__Your objective__
From the line with "Target: mirror frame" through the line with "228, row 280.", inclusive, return each line of the data below exactly and leave the rest out.

- Opening Delimiter -

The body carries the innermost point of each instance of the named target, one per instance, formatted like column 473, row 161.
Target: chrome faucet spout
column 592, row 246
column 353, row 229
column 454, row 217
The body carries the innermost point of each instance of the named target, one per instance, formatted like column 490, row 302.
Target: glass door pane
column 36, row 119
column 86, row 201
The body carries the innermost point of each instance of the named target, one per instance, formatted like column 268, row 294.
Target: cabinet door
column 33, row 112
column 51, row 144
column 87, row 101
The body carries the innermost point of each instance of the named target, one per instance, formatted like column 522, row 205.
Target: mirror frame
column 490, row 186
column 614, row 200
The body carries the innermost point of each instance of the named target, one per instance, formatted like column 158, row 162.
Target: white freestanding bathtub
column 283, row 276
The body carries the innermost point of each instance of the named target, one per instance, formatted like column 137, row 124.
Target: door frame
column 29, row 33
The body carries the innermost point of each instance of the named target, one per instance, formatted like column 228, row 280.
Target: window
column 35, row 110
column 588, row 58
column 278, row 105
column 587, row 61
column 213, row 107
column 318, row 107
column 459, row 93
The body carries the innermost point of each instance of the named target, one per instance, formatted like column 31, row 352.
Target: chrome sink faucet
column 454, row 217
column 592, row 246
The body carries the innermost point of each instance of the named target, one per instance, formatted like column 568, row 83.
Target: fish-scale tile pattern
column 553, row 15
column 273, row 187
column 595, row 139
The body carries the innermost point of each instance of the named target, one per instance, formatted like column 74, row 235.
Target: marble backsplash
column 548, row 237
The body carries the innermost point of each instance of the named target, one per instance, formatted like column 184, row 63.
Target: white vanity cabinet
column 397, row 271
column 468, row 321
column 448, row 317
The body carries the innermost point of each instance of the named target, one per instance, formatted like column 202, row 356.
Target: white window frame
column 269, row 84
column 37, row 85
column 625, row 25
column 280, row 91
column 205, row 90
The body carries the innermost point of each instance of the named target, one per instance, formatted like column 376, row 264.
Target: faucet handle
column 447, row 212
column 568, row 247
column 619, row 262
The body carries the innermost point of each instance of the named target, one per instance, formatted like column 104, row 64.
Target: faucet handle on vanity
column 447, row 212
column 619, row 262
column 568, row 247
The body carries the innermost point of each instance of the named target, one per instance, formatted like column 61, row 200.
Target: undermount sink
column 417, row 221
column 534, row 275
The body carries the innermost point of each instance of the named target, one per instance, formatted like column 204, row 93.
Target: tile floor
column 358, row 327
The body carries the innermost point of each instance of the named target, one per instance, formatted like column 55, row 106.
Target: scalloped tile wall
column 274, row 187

- Closing Delimiter -
- Opening Delimiter -

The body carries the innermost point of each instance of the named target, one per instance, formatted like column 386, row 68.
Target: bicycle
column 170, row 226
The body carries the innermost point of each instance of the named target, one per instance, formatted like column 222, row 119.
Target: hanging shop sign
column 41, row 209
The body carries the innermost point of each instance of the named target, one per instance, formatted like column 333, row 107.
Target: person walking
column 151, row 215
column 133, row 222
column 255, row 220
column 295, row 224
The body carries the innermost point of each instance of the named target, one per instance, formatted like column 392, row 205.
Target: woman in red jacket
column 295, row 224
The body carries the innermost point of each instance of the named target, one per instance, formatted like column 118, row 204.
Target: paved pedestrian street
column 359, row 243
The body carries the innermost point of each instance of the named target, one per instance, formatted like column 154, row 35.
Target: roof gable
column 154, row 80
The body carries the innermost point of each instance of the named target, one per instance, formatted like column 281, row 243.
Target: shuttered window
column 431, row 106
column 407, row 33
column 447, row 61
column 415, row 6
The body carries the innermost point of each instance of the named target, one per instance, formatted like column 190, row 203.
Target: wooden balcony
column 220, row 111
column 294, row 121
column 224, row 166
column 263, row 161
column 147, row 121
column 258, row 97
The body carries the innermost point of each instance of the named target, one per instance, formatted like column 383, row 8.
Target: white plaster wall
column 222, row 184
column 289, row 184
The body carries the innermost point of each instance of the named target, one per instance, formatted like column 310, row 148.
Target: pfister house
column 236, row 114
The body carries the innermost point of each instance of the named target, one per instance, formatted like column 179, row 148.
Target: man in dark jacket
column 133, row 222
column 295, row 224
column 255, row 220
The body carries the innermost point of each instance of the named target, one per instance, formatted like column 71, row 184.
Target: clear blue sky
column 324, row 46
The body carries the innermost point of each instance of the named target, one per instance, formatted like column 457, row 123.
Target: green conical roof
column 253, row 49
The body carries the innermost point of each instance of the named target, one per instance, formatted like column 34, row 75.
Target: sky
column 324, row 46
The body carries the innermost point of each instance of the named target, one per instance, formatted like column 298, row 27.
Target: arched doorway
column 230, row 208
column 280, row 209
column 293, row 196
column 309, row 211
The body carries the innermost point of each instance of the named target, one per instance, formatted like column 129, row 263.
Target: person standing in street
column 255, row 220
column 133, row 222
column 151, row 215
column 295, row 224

- Closing Delimiter -
- Opening Delimiter -

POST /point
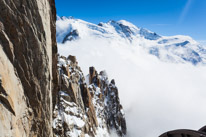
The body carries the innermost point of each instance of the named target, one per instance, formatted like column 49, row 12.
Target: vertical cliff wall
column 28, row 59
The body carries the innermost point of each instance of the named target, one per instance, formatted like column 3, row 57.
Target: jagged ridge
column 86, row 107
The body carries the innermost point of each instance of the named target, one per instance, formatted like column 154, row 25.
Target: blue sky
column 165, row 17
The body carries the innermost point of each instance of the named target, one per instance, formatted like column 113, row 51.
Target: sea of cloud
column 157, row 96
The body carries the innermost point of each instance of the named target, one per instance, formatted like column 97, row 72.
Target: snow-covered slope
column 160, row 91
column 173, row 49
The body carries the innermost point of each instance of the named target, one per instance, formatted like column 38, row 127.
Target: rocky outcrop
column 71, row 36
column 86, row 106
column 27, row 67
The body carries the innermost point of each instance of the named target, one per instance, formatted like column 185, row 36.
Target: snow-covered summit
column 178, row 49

- Closing Delimiter -

__Written solution__
Target: mirror frame
column 490, row 186
column 614, row 200
The body carries the innermost point of each instance of the named target, one per instance, formatted like column 158, row 162.
Target: white freestanding bathtub
column 283, row 276
The body carries the innermost point of each instance of the named target, one per instance, formatted like column 137, row 124.
Target: door frame
column 29, row 33
The body carries the innermost point of each instance of the named target, one per instance, formatted like column 228, row 280.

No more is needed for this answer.